Work required:
Repeat each entry below without omitting a single word.

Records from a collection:
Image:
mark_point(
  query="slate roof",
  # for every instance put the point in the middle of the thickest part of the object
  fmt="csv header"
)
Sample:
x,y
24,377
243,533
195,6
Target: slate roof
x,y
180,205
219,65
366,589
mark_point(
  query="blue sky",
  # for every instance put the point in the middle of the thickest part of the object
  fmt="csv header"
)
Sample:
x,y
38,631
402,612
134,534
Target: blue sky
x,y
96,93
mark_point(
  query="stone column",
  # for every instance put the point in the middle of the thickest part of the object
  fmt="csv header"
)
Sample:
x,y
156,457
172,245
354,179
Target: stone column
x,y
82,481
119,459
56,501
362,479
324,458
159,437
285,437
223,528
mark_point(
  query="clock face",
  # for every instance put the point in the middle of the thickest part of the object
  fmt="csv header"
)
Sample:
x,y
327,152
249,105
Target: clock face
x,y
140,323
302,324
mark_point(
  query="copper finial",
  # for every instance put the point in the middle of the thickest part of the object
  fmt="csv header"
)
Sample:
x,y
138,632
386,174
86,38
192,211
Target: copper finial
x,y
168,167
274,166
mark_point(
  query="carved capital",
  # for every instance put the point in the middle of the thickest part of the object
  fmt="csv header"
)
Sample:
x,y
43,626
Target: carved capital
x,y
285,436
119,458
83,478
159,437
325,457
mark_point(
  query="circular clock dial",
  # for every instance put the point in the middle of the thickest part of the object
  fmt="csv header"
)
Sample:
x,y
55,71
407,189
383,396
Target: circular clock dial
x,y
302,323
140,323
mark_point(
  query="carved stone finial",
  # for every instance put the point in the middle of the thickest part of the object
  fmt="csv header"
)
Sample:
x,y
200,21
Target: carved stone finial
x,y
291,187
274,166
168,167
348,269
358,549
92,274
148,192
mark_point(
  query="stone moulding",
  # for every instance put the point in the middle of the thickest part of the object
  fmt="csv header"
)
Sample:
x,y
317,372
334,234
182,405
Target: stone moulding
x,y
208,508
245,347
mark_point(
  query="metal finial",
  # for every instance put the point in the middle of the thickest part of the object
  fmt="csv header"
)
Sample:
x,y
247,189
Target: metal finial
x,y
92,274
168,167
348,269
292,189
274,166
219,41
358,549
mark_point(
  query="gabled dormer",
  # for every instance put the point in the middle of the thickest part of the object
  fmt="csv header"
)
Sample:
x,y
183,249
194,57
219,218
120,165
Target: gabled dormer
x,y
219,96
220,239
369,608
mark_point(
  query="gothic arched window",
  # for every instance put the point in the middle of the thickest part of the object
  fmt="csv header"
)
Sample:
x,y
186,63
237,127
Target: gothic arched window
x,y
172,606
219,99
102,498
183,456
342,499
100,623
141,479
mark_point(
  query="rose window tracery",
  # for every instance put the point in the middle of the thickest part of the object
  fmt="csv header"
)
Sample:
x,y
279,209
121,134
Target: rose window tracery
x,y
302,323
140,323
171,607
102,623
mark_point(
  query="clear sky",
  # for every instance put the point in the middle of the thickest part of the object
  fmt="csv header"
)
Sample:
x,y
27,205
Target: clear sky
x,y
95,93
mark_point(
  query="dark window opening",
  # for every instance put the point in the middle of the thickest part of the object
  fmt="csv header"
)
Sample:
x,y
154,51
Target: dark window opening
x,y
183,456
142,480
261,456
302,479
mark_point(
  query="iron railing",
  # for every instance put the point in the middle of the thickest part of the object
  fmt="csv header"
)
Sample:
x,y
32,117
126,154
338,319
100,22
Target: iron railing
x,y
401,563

Answer to the exercise:
Image:
mark_point(
  query="slate roof",
  # for every instance put the point in the middle of the thickest part of the object
  fmt="csv header"
)
Sample:
x,y
24,377
243,533
195,6
Target: slate roof
x,y
180,205
219,65
366,589
mark_point(
  query="blue sky",
  # for every instance put the point in the middle of the thickest part of the object
  fmt="csv header"
)
Sample:
x,y
38,631
402,612
134,534
Target: blue sky
x,y
96,93
mark_point(
  query="stone column",
  # for every instance put the point in the middle of the thickest part of the object
  fmt="csv header"
)
Sample:
x,y
156,457
172,245
354,179
Target: stone column
x,y
82,481
119,459
56,501
362,479
324,458
159,437
285,437
223,528
mark_point(
  query="clock face",
  # for every instance put the point in the middle of the thickest part of the object
  fmt="csv header"
)
Sample:
x,y
327,152
249,105
Target: clock face
x,y
140,323
302,324
mark_point(
  query="copper finial",
  # for every instance put the point in the middle of the thickest part of the object
  fmt="csv header"
)
Sample:
x,y
138,632
386,174
86,38
192,211
Target: copper finial
x,y
168,167
274,166
mark_point(
  query="carved capital",
  # for every instance put the point in the middle of the thickest part of the object
  fmt="csv header"
)
Sample:
x,y
43,626
Target: carved capital
x,y
285,436
119,458
83,478
159,437
325,457
mark_point(
  query="circular clock dial",
  # for every instance put the point in the middle of the thickest part of the object
  fmt="csv header"
)
Sample:
x,y
55,71
407,189
383,396
Target: circular clock dial
x,y
302,323
140,323
mark_point(
  query="carved stone finial",
  # for every instance put the point in the middle of the thickest part of the object
  fmt="csv header"
)
Sample:
x,y
200,21
Target: carved stone finial
x,y
291,187
274,166
168,167
348,269
358,549
92,274
148,192
mark_point(
  query="stone moulding",
  # for every instance put the point in the middle of the thickest part of the object
  fmt="csv header"
)
Sample:
x,y
317,372
334,234
182,405
Target: stone moulding
x,y
208,508
245,347
mark_point(
  query="metal finial",
  # for every instance put the point in the middle of the thickest part of the object
  fmt="csv header"
)
Sample:
x,y
247,189
Target: metal finial
x,y
92,274
168,167
348,269
292,189
274,166
219,41
358,549
mark_point(
  query="gabled dormer",
  # for every instance put the point in the middle of the thickest part of the object
  fmt="csv header"
)
Sample:
x,y
183,249
194,57
219,218
120,165
Target: gabled dormer
x,y
219,96
220,239
369,608
mark_point(
  query="gothic arched window",
  # for every instance put the point in the middle of the thickest part of the object
  fmt="csv header"
)
Sample:
x,y
186,63
237,127
Target: gothic arched window
x,y
172,606
219,99
102,498
183,456
342,499
100,623
141,479
mark_point(
  query="rose window tracery",
  # for every instance put the point in the middle of the thickest part of the object
  fmt="csv header"
)
Sample:
x,y
279,209
121,134
Target: rose window tracery
x,y
302,323
140,323
171,607
102,623
mark_point(
  query="clear sky",
  # for every instance put the point in the middle of the thickest part of the object
  fmt="csv header"
)
Sample:
x,y
27,205
Target: clear sky
x,y
95,93
mark_point(
  query="dark window opening",
  # for every instance put the point in the middle of the thickest part of the object
  fmt="csv header"
)
Sample:
x,y
154,51
Target: dark window opening
x,y
183,456
142,480
261,456
302,479
mark_point(
  query="iron railing",
  # for every instance put the point in the middle of the thickest part of the object
  fmt="csv header"
)
Sample:
x,y
32,117
126,154
338,319
100,22
Target: iron railing
x,y
401,563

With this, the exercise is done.